EXERCISE A
Lay out the records as a Markdown table with the columns Row and Line, leaving out blank lines. Start at the first line of the records and end at the line that contains "(480, 157), (632, 199)".

TEXT
EXHIBIT 1.1
XXX XXXXXX FOCUS PORTFOLIOS
SERIES 117
TRUST AGREEMENT
Dated: October 20, 1998
This Trust Agreement among Xxx Xxxxxx Funds Inc., as Depositor,
American Portfolio Evaluation Services, a division of Xxx Xxxxxx Investment
Advisory Corp., as Evaluator, Xxx Xxxxxx Investment Advisory Corp., as
Supervisory Servicer, and The Bank of New York, as Trustee, sets forth certain
provisions in full and incorporates other provisions by reference to the
document entitled "Xxx Xxxxxx American Capital Equity Opportunity Trust, Series
87 and Subsequent Series, Standard Terms and Conditions of Trust, Effective
January 27, 1998" (herein called the "STANDARD TERMS AND CONDITIONS OF TRUST")

EXCERPTED DATA
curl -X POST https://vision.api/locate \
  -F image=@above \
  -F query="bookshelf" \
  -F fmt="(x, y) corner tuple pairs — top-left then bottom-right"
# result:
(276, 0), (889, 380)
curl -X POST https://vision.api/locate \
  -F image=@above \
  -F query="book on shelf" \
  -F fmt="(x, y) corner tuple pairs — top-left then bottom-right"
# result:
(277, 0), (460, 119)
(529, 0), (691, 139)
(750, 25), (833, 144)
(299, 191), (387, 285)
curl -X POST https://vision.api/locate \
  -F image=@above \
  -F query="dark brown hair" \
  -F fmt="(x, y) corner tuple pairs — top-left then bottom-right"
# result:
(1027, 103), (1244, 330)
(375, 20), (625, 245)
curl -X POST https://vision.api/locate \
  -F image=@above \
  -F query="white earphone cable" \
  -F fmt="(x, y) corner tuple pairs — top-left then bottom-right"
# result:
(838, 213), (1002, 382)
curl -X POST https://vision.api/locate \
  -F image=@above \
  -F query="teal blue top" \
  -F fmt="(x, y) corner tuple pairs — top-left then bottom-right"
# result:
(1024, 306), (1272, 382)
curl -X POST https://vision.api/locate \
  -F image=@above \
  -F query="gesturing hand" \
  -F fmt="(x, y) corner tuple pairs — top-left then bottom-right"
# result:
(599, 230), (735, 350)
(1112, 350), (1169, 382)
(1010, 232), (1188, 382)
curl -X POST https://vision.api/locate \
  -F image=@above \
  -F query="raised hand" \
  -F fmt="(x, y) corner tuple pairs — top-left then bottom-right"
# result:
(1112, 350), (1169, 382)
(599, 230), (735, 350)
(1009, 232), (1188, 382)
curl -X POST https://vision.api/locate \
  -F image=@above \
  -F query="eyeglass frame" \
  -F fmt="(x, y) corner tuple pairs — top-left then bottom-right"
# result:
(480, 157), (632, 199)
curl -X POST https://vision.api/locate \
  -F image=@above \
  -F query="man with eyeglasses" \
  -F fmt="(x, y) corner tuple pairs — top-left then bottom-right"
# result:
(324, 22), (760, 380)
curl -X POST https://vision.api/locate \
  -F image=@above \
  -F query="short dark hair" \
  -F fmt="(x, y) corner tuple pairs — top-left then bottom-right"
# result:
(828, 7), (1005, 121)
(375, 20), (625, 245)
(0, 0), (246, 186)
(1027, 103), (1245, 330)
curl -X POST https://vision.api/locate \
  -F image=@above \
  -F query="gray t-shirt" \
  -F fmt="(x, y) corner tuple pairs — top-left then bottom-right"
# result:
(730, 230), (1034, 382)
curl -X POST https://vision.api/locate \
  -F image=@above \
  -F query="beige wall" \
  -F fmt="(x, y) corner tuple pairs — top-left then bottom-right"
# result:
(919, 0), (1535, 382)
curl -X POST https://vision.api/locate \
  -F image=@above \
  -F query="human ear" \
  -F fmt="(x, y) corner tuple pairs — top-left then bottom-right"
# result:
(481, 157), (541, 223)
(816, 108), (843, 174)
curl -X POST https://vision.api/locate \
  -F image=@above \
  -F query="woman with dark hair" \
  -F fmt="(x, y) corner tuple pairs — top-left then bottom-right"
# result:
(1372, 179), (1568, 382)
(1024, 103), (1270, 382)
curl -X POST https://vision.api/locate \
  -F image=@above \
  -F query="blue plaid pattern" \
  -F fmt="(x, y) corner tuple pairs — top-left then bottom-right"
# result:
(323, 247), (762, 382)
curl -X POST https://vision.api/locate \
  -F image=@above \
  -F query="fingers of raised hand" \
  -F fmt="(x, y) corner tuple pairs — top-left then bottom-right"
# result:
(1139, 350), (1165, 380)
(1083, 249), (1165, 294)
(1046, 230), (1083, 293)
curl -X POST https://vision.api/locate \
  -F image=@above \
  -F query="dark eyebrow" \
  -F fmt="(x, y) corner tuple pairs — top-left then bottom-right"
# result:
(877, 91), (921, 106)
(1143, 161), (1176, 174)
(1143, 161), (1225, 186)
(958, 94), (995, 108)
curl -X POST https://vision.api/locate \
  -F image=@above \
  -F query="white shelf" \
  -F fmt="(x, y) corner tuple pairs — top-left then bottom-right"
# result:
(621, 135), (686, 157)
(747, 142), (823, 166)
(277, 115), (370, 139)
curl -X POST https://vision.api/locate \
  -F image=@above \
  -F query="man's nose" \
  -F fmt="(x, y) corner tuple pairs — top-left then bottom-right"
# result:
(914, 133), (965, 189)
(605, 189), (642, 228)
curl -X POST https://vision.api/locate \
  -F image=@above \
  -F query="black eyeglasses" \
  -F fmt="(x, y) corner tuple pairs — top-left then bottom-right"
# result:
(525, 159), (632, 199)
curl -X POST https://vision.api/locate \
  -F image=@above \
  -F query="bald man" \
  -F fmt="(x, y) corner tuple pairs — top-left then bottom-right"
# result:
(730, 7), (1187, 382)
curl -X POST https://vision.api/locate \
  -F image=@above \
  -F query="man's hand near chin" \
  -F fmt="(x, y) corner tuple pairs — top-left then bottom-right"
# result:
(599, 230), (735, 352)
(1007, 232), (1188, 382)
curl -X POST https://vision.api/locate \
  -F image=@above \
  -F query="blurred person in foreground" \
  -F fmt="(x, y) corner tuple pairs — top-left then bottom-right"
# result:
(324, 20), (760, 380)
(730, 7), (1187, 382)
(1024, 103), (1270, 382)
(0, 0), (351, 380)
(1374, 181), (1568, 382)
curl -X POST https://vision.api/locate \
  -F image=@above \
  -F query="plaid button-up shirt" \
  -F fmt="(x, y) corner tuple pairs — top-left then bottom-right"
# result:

EXERCISE B
Which party serves as Trustee under the trust agreement?

ANSWER A
| Row | Line |
|---|---|
| 1 | curl -X POST https://vision.api/locate \ |
| 2 |   -F image=@above \ |
| 3 |   -F query="bookshelf" \ |
| 4 |   -F fmt="(x, y) corner tuple pairs — top-left then bottom-right" |
| 5 | # result: |
| 6 | (276, 0), (889, 380) |
| 7 | curl -X POST https://vision.api/locate \ |
| 8 |   -F image=@above \ |
| 9 |   -F query="book on shelf" \ |
| 10 |   -F fmt="(x, y) corner tuple pairs — top-left then bottom-right" |
| 11 | # result: |
| 12 | (277, 0), (460, 119) |
| 13 | (529, 0), (691, 139) |
| 14 | (750, 25), (833, 144) |
| 15 | (299, 191), (387, 285) |
| 16 | curl -X POST https://vision.api/locate \ |
| 17 |   -F image=@above \ |
| 18 |   -F query="dark brown hair" \ |
| 19 |   -F fmt="(x, y) corner tuple pairs — top-left then bottom-right" |
| 20 | # result: |
| 21 | (1027, 103), (1244, 330) |
| 22 | (375, 20), (625, 245) |
| 23 | curl -X POST https://vision.api/locate \ |
| 24 |   -F image=@above \ |
| 25 |   -F query="white earphone cable" \ |
| 26 |   -F fmt="(x, y) corner tuple pairs — top-left then bottom-right" |
| 27 | # result: |
| 28 | (838, 213), (1002, 382) |
| 29 | curl -X POST https://vision.api/locate \ |
| 30 |   -F image=@above \ |
| 31 |   -F query="teal blue top" \ |
| 32 |   -F fmt="(x, y) corner tuple pairs — top-left then bottom-right" |
| 33 | # result: |
| 34 | (1024, 306), (1272, 382) |
| 35 | curl -X POST https://vision.api/locate \ |
| 36 |   -F image=@above \ |
| 37 |   -F query="gesturing hand" \ |
| 38 |   -F fmt="(x, y) corner tuple pairs — top-left then bottom-right" |
| 39 | # result: |
| 40 | (599, 230), (735, 350) |
| 41 | (1112, 350), (1169, 382) |
| 42 | (1010, 232), (1188, 382) |
| 43 | curl -X POST https://vision.api/locate \ |
| 44 |   -F image=@above \ |
| 45 |   -F query="raised hand" \ |
| 46 |   -F fmt="(x, y) corner tuple pairs — top-left then bottom-right" |
| 47 | # result: |
| 48 | (1112, 350), (1169, 382) |
| 49 | (599, 230), (735, 350) |
| 50 | (1009, 232), (1188, 382) |
| 51 | curl -X POST https://vision.api/locate \ |
| 52 |   -F image=@above \ |
| 53 |   -F query="eyeglass frame" \ |
| 54 |   -F fmt="(x, y) corner tuple pairs — top-left then bottom-right" |
| 55 | # result: |
| 56 | (480, 157), (632, 199) |

ANSWER B
The Bank of New York